■ Goal of the exercise:
Give again, unaltered, the line with "target | snow bank" and all lines that follow it in the listing below, minus any pictures.

■ Input for this task:
— begin —

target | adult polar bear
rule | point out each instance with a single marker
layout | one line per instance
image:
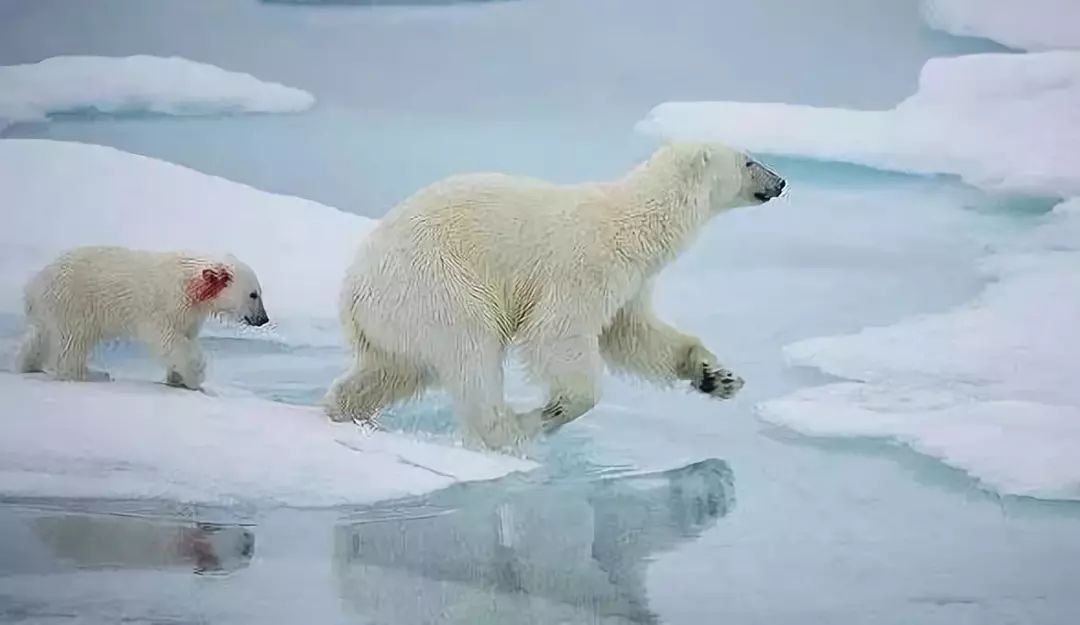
(473, 265)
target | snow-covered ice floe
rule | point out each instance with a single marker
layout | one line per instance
(145, 440)
(1007, 122)
(154, 84)
(57, 194)
(1028, 25)
(989, 388)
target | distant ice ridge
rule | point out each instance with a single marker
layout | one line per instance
(1034, 25)
(1003, 122)
(171, 85)
(989, 388)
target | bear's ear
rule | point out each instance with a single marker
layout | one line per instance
(210, 283)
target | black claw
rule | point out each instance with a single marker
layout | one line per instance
(707, 381)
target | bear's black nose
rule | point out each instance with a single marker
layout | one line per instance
(257, 320)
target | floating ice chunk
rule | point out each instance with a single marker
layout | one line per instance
(144, 440)
(988, 388)
(1028, 25)
(58, 194)
(1015, 447)
(171, 85)
(1007, 122)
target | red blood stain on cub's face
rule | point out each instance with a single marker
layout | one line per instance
(210, 283)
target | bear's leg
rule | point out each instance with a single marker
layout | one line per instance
(72, 351)
(35, 350)
(183, 357)
(370, 384)
(638, 343)
(570, 368)
(473, 377)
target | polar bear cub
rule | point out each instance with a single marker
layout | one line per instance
(475, 265)
(94, 294)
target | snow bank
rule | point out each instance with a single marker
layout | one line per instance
(129, 439)
(988, 388)
(1000, 121)
(58, 194)
(1027, 25)
(137, 84)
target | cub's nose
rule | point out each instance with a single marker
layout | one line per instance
(257, 320)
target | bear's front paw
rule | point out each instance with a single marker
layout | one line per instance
(717, 381)
(176, 379)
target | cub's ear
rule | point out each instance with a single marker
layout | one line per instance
(210, 283)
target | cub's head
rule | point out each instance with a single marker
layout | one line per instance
(734, 178)
(231, 289)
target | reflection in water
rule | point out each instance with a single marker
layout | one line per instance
(515, 551)
(110, 542)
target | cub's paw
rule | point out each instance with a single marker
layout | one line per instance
(717, 381)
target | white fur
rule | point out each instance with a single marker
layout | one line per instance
(474, 265)
(95, 294)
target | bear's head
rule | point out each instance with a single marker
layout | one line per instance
(734, 179)
(229, 288)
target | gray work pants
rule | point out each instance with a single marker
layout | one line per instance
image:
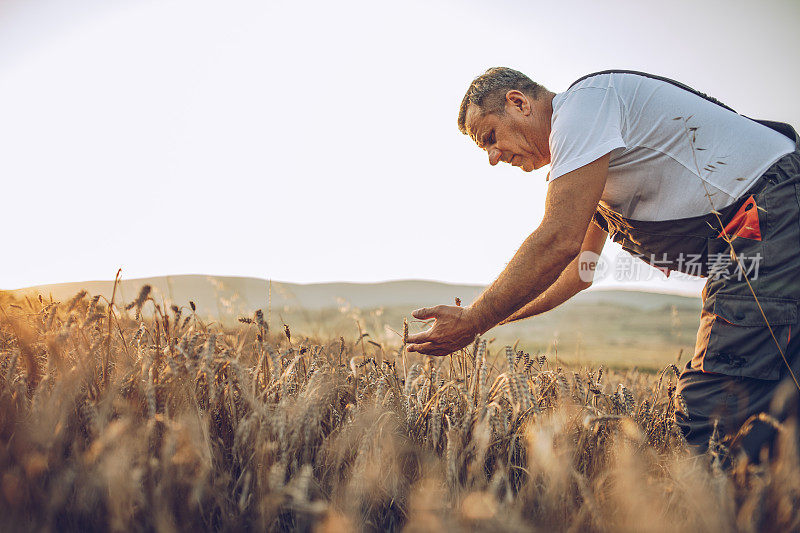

— end —

■ Result:
target | snow bank
rule | point out each instance with a single marker
layout | one line per instance
(129, 439)
(988, 388)
(1000, 121)
(58, 194)
(1027, 25)
(137, 84)
target | cub's nose
rule | point out each instance with a single marker
layout | one line per instance
(257, 320)
target | bear's front paw
rule | point out each instance with a single marker
layout | one line per instance
(717, 381)
(176, 379)
target | cub's ear
rule | point out each instance with a single marker
layout | one line per instance
(210, 283)
target | cub's head
rule | point out each instance with a single marker
layout | one line per instance
(734, 178)
(231, 289)
target | reflection in water
rule | point out each instance with a single marker
layout | one line per instance
(515, 551)
(110, 542)
target | cub's paw
rule | point out each instance with a single marker
layout | one line per instance
(717, 381)
target | white fur
rule | point out each instance with a single marker
layout | one line per instance
(474, 265)
(95, 294)
target | bear's head
rule | point out each instance with a single marker
layout | one line per instance
(734, 179)
(229, 288)
target | gray work pants
rule | point out each instance with a single marker
layout | one line per instance
image:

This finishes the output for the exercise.